● **Instrução escrita 1**
Converta em lista numerada as linhas das entradas, do começo delas até a linha com "(1083, 240)", incluindo as duas pontas e omitindo as linhas em branco. Deixe as imagens fora da resposta.

● **Trecho selecionado**
A INFRAÇÃO BAGATELAR E A REINCIDÊNCIA NO CRIME DE FURTO
Rogério Tadeu Romano
I – O PRINCIPIO DA INSIGNIFICÂNCIA
A insignificância baseia-se nos postulados da fragmentariedade e da intervenção mínima no direito penal; a insignificância exclui a tipicidade material; para o reconhecimento da insignificância devendo ser observados vetores como: a mínima ofensividade da conduta do agente; a nenhuma periculosidade social da ação; o reduzidíssimo grau de reprovabilidade do comportamento e a inexpressividade da lesão jurídica provocada.
Ainda, o Ministro Ayres Britto (HC 107.082) apresentou parâmetros para aplicação do princípio da insignificância: vulnerabilidade social do agente; irrelevância da lesão para a vítima; amadorismo na execução do delito, desde que sem violência ou grave ameaça; desproporcionalidade da pena; existência de conteúdo econômico quanto ao objeto do crime.
A infração bagatelar ou delito de bagatela expressa o fato insignificante, de ninharia, ou, em outras palavras, de uma conduta ou, de um lado, de um ataque ao bem jurídico que não requer (ou não necessita a intervenção penal), como aduziu Luiz Flávio Gomes (Infração bagatelar imprópria).
A infração bagatelar deve ser compreendida sob dupla dimensão: a) infração bagatelar própria; b) infração bagatelar imprópria. Própria é a que nasce sem nenhuma relevância penal, ou porque não há desvalor da ação(não há periculosidade da conduta, Isto é, idoneidade ofensiva relevante) ou porque não há o desvalor do resultado(não se trata de ataque grave ou significativo ao bem jurídico). Para todas as situações da infração bagatelar própria o princípio o princípio a ser aplicado é o da insignificância(que tem o efeito de excluir a tipicidade penal, ou seja, a tipicidade material). A infração bagatelar imprópria é a que nasce relevante para o direito penal(porque há relevante desvalor da conduta bem como desvalor do resultado), mas depois se verifica que a incidência de qualquer pena em caso concreto apresenta-se totalmente desnecessária.
Há lição de Luiz Flávio Gomes(Princípio da insignificância e outras excludentes da tipicidade) no sentido de que o princípio da insignificância está para a infração bagatelar própria assim como a irrelevância penal do fato está para a infração bagatelar imprópria. De toda sorte, o princípio da irrelevância penal do fato está coligado de forma estreita com o princípio da desnecessidade da pena.

● **Instrução escrita 2**
Reescreva o trecho do texto sobre infração bagatelar de "A INFRAÇÃO BAGATELAR E" a "objeto do crime.", trocando "agente" por "autor".

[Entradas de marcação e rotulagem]
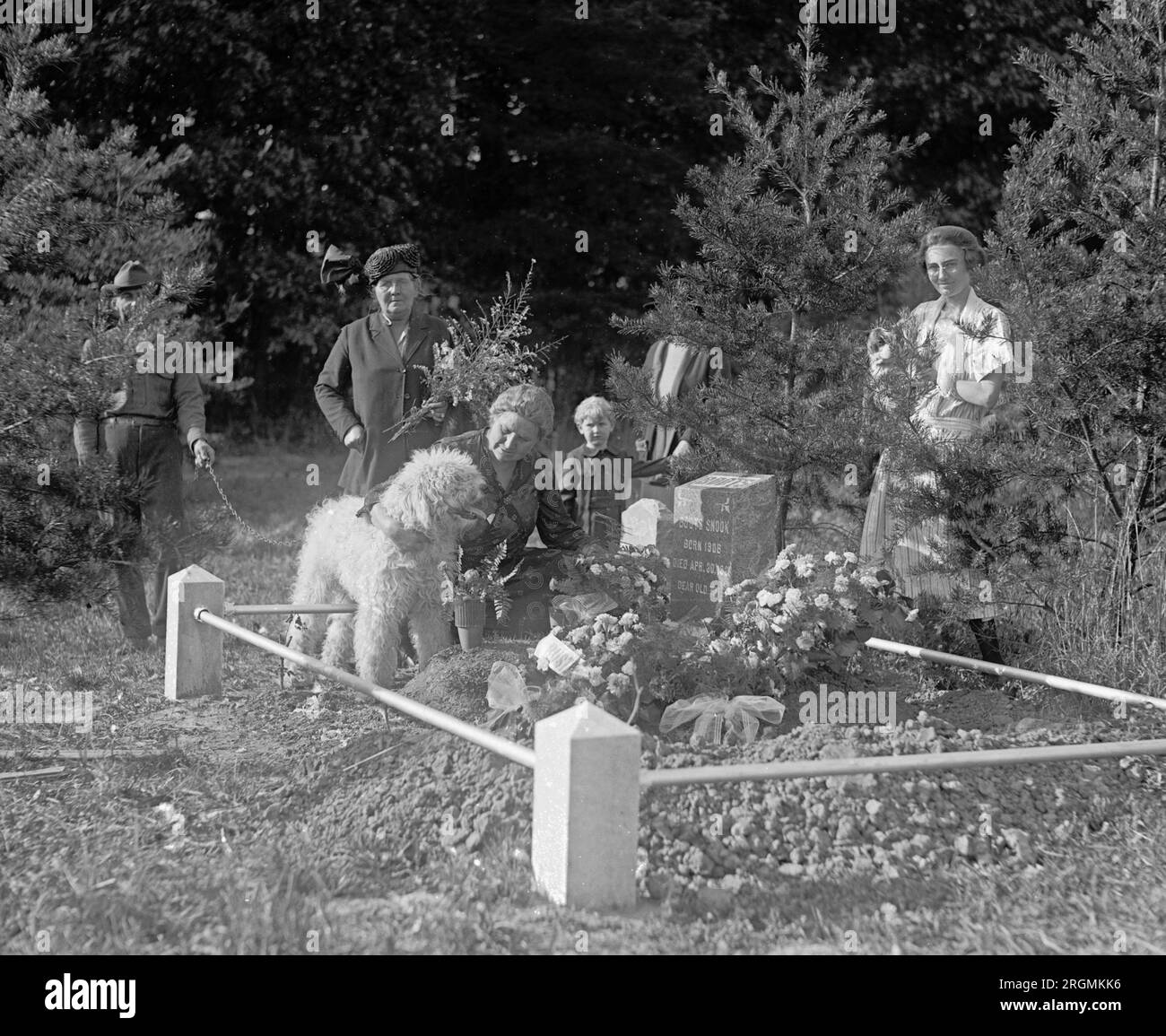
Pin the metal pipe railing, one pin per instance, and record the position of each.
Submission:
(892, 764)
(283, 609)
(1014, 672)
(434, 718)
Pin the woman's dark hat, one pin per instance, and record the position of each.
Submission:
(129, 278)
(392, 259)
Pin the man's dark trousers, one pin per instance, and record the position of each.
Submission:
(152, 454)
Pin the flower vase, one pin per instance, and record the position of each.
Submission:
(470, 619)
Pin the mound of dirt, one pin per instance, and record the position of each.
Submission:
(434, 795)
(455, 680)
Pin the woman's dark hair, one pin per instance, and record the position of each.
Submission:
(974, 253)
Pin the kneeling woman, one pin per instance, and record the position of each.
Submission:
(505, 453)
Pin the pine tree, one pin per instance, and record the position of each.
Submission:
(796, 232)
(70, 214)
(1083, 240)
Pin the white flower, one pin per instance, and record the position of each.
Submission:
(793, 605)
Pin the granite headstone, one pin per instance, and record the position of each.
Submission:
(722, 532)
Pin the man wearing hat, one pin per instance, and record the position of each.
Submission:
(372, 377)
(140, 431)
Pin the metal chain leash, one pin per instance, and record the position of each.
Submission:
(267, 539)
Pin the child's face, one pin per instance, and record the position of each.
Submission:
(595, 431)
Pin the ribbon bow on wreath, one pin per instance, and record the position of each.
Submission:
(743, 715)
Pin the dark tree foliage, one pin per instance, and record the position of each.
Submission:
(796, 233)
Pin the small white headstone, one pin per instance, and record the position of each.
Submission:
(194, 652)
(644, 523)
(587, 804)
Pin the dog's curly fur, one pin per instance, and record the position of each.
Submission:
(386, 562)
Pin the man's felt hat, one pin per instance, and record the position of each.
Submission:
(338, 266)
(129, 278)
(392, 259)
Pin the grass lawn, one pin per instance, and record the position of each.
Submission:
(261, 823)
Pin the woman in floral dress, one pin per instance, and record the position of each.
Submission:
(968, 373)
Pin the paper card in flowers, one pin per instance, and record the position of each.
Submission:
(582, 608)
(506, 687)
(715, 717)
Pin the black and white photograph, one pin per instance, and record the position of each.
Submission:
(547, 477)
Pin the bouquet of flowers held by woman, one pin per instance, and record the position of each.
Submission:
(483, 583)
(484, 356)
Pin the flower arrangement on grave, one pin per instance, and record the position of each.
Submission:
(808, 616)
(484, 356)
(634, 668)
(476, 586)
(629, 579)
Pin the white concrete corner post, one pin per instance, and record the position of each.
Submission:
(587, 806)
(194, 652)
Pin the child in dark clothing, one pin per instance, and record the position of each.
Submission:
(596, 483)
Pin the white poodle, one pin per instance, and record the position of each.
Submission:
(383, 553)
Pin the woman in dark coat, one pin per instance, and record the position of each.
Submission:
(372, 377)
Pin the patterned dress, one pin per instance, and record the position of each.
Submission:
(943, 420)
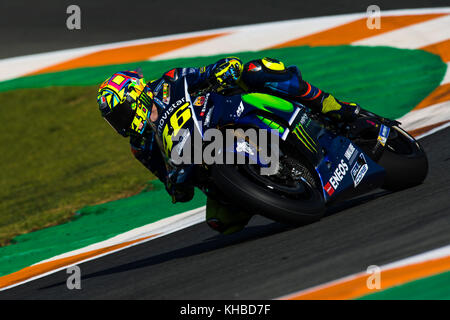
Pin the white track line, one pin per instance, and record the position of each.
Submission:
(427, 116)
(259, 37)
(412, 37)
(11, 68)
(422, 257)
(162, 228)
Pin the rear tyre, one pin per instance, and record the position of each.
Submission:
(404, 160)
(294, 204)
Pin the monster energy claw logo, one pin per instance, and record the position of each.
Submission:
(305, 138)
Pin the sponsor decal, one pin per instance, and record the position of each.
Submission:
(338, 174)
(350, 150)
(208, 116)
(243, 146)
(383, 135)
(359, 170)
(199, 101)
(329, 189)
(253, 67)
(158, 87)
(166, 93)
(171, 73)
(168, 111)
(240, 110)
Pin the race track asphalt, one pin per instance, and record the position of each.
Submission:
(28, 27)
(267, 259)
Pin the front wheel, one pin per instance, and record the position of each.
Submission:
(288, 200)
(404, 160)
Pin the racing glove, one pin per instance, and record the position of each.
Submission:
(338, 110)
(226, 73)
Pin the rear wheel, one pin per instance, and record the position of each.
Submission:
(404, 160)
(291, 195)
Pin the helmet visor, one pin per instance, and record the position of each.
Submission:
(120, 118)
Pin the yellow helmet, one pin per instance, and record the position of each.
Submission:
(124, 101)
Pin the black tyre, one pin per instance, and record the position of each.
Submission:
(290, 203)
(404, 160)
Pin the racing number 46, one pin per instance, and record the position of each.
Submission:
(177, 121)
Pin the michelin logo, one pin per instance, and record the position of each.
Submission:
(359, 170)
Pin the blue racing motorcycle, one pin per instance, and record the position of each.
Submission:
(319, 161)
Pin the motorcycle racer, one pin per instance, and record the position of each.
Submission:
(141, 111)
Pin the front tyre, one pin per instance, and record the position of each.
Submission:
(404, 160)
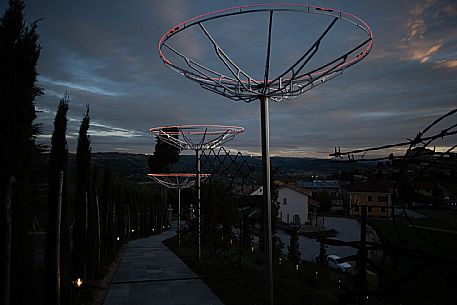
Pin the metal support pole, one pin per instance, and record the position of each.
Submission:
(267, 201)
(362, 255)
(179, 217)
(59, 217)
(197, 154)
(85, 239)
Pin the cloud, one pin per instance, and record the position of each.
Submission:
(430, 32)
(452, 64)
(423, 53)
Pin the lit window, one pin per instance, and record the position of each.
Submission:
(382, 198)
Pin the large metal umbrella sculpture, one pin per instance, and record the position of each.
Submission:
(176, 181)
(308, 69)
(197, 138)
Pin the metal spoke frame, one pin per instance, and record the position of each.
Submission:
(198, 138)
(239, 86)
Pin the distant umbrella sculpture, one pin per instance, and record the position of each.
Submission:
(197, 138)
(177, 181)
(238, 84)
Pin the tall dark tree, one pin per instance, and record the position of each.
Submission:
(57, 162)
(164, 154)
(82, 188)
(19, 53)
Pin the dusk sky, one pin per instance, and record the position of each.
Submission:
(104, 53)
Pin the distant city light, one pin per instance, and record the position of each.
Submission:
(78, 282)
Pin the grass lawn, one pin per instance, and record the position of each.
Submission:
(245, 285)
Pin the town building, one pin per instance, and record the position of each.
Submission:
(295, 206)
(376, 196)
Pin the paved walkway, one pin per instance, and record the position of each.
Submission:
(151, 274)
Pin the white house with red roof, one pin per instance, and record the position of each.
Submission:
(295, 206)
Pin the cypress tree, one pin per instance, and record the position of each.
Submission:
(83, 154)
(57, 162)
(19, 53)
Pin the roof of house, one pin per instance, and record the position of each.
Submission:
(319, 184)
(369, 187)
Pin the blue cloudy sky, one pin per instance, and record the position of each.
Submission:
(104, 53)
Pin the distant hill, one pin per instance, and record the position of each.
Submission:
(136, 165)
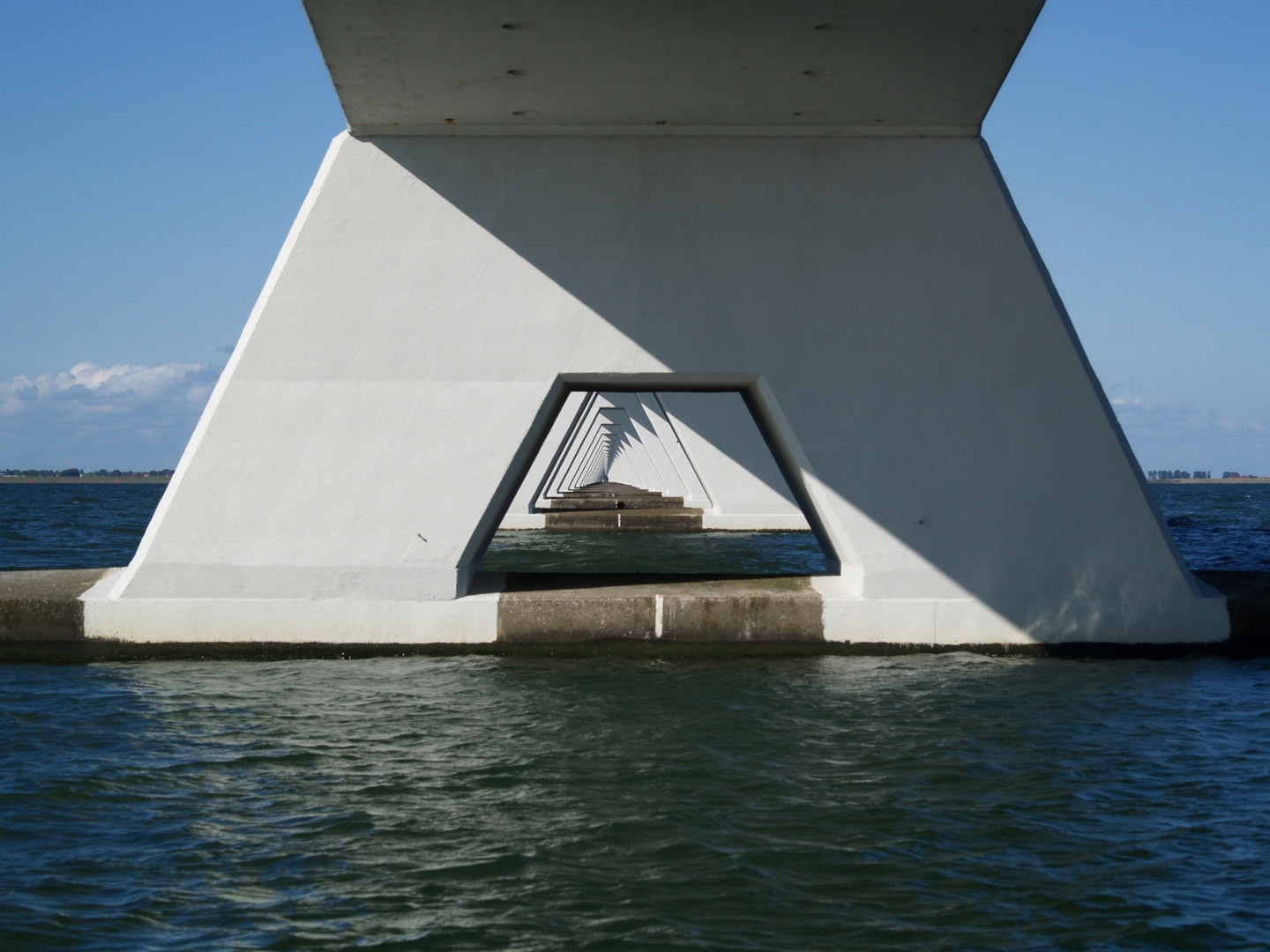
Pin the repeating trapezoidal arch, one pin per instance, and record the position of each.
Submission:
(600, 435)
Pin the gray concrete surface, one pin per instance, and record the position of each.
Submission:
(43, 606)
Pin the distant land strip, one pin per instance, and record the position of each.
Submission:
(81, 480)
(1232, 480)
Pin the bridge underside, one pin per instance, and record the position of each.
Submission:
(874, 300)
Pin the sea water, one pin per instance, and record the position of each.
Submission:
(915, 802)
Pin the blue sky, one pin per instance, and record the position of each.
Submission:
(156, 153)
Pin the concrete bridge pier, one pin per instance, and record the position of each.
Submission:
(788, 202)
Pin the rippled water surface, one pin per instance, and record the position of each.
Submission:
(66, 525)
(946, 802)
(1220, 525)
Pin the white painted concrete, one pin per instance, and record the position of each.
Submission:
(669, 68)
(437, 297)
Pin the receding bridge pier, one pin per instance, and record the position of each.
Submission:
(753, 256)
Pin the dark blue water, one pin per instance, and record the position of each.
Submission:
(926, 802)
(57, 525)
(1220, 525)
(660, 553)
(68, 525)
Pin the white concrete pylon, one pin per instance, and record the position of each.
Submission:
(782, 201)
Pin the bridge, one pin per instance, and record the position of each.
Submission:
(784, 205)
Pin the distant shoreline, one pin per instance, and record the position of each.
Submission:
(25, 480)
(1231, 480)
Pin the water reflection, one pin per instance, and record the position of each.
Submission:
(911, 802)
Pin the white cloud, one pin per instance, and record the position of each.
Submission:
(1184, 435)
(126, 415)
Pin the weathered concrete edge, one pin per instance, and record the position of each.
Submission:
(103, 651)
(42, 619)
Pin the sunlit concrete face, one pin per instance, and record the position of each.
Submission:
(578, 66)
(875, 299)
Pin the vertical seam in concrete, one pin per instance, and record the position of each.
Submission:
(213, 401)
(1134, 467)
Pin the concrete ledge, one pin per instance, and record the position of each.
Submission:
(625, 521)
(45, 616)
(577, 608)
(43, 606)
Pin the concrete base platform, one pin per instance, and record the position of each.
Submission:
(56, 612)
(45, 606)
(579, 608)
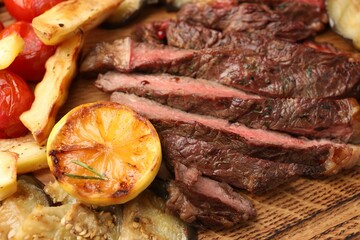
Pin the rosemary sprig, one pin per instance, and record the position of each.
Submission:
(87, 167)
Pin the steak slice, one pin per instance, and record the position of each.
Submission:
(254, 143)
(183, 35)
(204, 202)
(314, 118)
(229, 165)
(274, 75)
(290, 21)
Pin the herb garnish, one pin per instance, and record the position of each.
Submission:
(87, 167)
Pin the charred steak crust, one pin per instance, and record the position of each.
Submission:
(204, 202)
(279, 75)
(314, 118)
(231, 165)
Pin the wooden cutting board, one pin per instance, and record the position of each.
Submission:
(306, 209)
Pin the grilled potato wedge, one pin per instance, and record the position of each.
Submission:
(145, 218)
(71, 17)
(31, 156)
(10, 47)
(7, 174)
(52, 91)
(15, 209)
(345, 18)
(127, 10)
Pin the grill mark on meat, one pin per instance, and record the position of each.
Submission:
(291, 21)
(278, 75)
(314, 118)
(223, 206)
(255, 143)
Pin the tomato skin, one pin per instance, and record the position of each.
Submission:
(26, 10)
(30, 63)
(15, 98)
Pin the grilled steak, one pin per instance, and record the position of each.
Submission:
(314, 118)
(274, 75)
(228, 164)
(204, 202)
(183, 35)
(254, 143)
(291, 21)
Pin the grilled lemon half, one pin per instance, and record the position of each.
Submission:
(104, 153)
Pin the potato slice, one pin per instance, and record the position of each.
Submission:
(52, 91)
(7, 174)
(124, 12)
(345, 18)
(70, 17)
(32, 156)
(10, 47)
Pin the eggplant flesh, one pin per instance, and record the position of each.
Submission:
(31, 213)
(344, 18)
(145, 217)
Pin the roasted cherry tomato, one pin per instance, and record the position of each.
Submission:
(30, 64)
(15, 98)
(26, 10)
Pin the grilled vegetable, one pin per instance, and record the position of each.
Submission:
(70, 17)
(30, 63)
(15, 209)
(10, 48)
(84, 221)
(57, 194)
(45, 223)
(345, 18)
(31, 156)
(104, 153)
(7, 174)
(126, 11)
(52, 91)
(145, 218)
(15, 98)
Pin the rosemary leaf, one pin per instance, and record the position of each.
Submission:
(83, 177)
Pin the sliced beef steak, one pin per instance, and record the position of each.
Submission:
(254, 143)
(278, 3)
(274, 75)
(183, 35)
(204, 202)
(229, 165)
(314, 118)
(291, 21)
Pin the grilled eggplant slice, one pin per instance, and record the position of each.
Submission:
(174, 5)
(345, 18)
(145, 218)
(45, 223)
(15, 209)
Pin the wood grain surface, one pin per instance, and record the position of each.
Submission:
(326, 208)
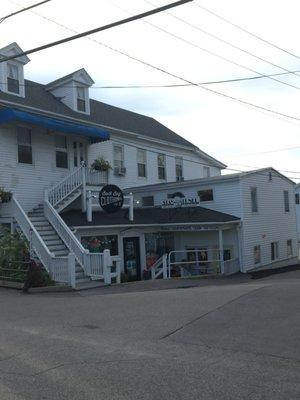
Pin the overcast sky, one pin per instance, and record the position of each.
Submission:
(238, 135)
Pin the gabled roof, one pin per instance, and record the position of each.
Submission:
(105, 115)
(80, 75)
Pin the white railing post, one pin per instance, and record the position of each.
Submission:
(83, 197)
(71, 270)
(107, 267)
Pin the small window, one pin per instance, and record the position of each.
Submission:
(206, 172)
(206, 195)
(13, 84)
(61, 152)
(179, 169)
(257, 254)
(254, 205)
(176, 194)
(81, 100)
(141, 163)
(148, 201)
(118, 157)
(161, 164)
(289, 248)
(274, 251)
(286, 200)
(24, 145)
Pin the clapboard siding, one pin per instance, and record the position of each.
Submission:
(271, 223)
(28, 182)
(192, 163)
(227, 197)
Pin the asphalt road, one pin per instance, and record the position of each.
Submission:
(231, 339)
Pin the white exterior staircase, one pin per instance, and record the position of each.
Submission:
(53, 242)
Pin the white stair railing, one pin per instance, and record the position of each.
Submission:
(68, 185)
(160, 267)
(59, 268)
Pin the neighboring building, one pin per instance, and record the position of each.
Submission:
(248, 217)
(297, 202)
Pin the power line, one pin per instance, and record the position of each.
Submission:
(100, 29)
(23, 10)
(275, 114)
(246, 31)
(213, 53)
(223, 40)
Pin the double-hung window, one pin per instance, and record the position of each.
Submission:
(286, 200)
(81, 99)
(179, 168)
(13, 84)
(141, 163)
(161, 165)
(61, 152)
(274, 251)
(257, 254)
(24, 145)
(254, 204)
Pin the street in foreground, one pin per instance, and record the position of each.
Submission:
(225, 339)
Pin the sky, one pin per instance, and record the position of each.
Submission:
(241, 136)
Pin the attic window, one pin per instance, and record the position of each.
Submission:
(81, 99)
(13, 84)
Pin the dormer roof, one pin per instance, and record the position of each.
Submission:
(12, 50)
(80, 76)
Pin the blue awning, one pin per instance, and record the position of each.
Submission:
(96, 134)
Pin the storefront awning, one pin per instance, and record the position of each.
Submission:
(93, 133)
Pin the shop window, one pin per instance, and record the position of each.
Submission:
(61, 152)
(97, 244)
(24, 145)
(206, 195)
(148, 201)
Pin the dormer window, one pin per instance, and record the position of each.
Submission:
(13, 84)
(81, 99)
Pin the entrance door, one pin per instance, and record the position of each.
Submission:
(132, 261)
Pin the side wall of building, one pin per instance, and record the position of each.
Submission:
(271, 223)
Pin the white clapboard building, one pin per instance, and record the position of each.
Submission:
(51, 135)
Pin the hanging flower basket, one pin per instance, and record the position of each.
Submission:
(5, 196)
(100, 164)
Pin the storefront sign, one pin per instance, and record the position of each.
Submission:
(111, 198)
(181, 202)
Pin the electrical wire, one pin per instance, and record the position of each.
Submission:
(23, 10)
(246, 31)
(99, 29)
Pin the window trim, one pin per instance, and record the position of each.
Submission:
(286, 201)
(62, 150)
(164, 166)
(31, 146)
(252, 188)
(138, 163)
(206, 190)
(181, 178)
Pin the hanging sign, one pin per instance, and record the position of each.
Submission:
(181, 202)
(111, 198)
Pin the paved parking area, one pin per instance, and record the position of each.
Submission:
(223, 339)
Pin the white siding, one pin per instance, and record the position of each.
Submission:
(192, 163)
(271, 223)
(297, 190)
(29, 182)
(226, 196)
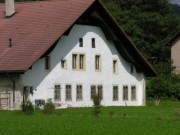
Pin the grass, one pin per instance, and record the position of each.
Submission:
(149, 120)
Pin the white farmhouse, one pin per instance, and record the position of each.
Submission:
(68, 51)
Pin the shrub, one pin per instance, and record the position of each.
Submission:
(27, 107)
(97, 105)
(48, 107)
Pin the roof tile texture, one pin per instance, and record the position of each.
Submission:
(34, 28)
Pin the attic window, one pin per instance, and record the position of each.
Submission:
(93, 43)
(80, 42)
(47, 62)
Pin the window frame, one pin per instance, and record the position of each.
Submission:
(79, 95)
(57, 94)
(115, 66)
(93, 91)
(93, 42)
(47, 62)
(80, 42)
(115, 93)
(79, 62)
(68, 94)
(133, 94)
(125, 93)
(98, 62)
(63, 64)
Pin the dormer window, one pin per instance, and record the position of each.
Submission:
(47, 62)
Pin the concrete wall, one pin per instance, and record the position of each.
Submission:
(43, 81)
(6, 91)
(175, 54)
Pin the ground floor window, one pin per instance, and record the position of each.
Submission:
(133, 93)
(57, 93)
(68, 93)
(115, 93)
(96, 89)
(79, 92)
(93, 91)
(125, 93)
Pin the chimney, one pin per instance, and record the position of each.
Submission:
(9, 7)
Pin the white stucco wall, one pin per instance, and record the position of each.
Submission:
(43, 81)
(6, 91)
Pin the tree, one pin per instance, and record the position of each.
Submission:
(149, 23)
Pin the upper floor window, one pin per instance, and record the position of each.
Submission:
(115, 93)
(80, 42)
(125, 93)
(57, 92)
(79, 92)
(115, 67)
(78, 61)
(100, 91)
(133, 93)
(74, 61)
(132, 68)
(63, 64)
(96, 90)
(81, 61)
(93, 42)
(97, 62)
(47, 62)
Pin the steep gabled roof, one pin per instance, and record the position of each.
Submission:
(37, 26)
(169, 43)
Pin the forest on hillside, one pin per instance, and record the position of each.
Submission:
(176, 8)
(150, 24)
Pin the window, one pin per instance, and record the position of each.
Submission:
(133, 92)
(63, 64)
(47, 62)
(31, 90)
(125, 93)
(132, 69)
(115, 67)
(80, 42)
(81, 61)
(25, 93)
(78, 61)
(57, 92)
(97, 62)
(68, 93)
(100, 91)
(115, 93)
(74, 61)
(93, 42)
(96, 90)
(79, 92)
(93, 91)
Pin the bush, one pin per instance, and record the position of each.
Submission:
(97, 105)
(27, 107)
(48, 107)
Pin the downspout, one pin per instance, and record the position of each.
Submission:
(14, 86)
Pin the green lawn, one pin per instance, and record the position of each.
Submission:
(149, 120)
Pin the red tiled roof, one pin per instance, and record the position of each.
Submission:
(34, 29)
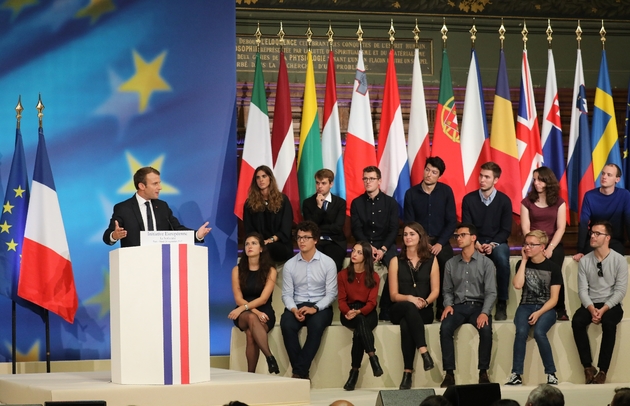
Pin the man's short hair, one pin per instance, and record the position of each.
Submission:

● **Resposta escrita 1**
1. Pin the metal pipe railing, one pin per instance, and record the position of each.
2. Submission:
3. (892, 764)
4. (283, 609)
5. (1014, 672)
6. (434, 718)
7. Pin the woman's dark hat, one pin per instance, and record the position of each.
8. Submission:
9. (129, 278)
10. (392, 259)
11. Pin the man's dark trousers, one pin per instance, and record the position of each.
12. Submission:
13. (152, 454)
14. Pin the flower vase, one pin per instance, and record the position of each.
15. Submission:
16. (470, 619)
17. Pin the mound of dirt, one pin per instance, and record the position of each.
18. Submission:
19. (434, 795)
20. (455, 680)
21. Pin the woman's dark hair, one pin per instance, and record the position of each.
22. Submission:
23. (974, 253)
24. Pin the kneeling woman, one pin per instance, and record the position of each.
25. Submission:
26. (505, 453)
27. Pin the pine tree, one pin per instance, and record the position of each.
28. Submission:
29. (796, 232)
30. (70, 214)
31. (1083, 240)

● **Resposta escrita 2**
A INFRAÇÃO BAGATELAR E A REINCIDÊNCIA NO CRIME DE FURTO
Rogério Tadeu Romano
I – O PRINCIPIO DA INSIGNIFICÂNCIA
A insignificância baseia-se nos postulados da fragmentariedade e da intervenção mínima no direito penal; a insignificância exclui a tipicidade material; para o reconhecimento da insignificância devendo ser observados vetores como: a mínima ofensividade da conduta do autor; a nenhuma periculosidade social da ação; o reduzidíssimo grau de reprovabilidade do comportamento e a inexpressividade da lesão jurídica provocada.
Ainda, o Ministro Ayres Britto (HC 107.082) apresentou parâmetros para aplicação do princípio da insignificância: vulnerabilidade social do autor; irrelevância da lesão para a vítima; amadorismo na execução do delito, desde que sem violência ou grave ameaça; desproporcionalidade da pena; existência de conteúdo econômico quanto ao objeto do crime.